§ **WORK TO COMPLETE**:
A - Answer these from the 2001 Carolina Panthers text:
(i) Which team did the Panthers beat in their first game of the season?
(ii) About how many fans came to the season finale against the New England Patriots?
(iii) Who replaced George Seifert as head coach?
B - Copy out the part of the 2001 Carolina Panthers text that begins at the words "The Panthers consequently" and stops after "coordinator John Fox.".

§ **EXTRACT**:

──────────────────────────────

The 2001 Carolina Panthers season was the franchise's 7th season in the National Football League (NFL) and the 3rd and final under head coach George Seifert. They tried to improve upon their 7–9 record in 2000, and make it to the playoffs for the second time in franchise history; however, the season was a wreck. Not only were the Panthers unable to improve over their previous season, but they deteriorated even further, dropping to 1–15.

The Panthers defeated the Minnesota Vikings in their opening game of the season, and then became the first team in the Super Bowl era to lose fifteen consecutive games afterwards. The Panthers were the only team to have won their opener and lose the remainder of the season until the 2020 Jacksonville Jaguars became the second team to accomplish this feat.

The Panthers consequently beat the record for most consecutive losses during a single NFL season that had been shared by the 1976 Tampa Bay Buccaneers, 1980 New Orleans Saints, 1981 Baltimore Colts and 1990 New England Patriots. This record has since been broken by two winless teams: the 2008 Detroit Lions and 2017 Cleveland Browns.  The 2001 Panthers also became the seventh team to finish 1–15 .

By the end of the season, the Panthers had become so incapacitated that only about 16,000 fans showed up to see them play in their finale against the New England Patriots, who eventually went on to win Super Bowl XXXVI. Coincidentally, the Panthers would face the Patriots two seasons later in Super Bowl XXXVIII. Following their terrible season, head coach George Seifert was fired and replaced by New York Giants defensive coordinator John Fox.

Despite having the worst record in the league, the Panthers did not earn a number-one overall draft pick in the 2002 NFL Draft due to the debut season of the expansion Houston Texans.

14 years later, the Panthers went 15–1 and made it to Super Bowl 50, becoming the first team in NFL history to have both a 1–15 season and a 15–1 season. With the NFL expanding to a 17-game schedule in the 2021 season, they are also the only team to accomplish this.

Offseason

NFL Draft

Undrafted free agents

Personnel

Staff

Roster

Regular season

Schedule

Game summaries

Week 1: at Minnesota Vikings

This would be Carolina's only victory of the 2001 season. The Panthers would not win again until week 1 of the 2002 season.

──────────────────────────────

§ **EXTRACTED DATA**:
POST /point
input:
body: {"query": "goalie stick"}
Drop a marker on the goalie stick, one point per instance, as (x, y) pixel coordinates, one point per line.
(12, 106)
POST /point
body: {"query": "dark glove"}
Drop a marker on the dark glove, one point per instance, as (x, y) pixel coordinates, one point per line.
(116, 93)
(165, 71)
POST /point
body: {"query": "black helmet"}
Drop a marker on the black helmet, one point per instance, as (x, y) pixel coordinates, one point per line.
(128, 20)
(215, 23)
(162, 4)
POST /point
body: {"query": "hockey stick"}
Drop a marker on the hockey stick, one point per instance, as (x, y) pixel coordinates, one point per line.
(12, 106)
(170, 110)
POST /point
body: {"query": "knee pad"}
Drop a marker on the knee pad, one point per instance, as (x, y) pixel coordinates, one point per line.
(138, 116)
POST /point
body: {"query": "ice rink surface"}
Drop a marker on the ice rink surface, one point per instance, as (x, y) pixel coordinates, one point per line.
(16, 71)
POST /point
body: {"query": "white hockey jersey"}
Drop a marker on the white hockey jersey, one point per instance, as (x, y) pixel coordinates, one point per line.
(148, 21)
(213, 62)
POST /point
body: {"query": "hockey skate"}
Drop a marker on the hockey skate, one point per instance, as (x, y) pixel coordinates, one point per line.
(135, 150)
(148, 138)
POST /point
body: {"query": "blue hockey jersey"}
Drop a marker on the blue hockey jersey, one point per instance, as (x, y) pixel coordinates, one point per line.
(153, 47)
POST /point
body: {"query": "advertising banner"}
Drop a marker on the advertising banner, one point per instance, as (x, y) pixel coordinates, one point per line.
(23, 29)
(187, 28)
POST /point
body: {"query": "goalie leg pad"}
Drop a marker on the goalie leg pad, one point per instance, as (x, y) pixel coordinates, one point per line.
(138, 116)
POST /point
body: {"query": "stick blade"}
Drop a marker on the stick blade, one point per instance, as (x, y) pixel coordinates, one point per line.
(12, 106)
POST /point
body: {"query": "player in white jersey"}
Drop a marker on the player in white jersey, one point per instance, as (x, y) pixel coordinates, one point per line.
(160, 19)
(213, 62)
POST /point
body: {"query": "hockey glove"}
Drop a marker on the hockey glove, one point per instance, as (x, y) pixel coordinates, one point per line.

──────────────────────────────

§ **CORRECT ANSWERS**:
A -
(i) The Minnesota Vikings.
(ii) About 16,000.
(iii) John Fox, the New York Giants defensive coordinator.

B -
The Panthers consequently beat the record for most consecutive losses during a single NFL season that had been shared by the 1976 Tampa Bay Buccaneers, 1980 New Orleans Saints, 1981 Baltimore Colts and 1990 New England Patriots. This record has since been broken by two winless teams: the 2008 Detroit Lions and 2017 Cleveland Browns.  The 2001 Panthers also became the seventh team to finish 1–15 .

By the end of the season, the Panthers had become so incapacitated that only about 16,000 fans showed up to see them play in their finale against the New England Patriots, who eventually went on to win Super Bowl XXXVI. Coincidentally, the Panthers would face the Patriots two seasons later in Super Bowl XXXVIII. Following their terrible season, head coach George Seifert was fired and replaced by New York Giants defensive coordinator John Fox.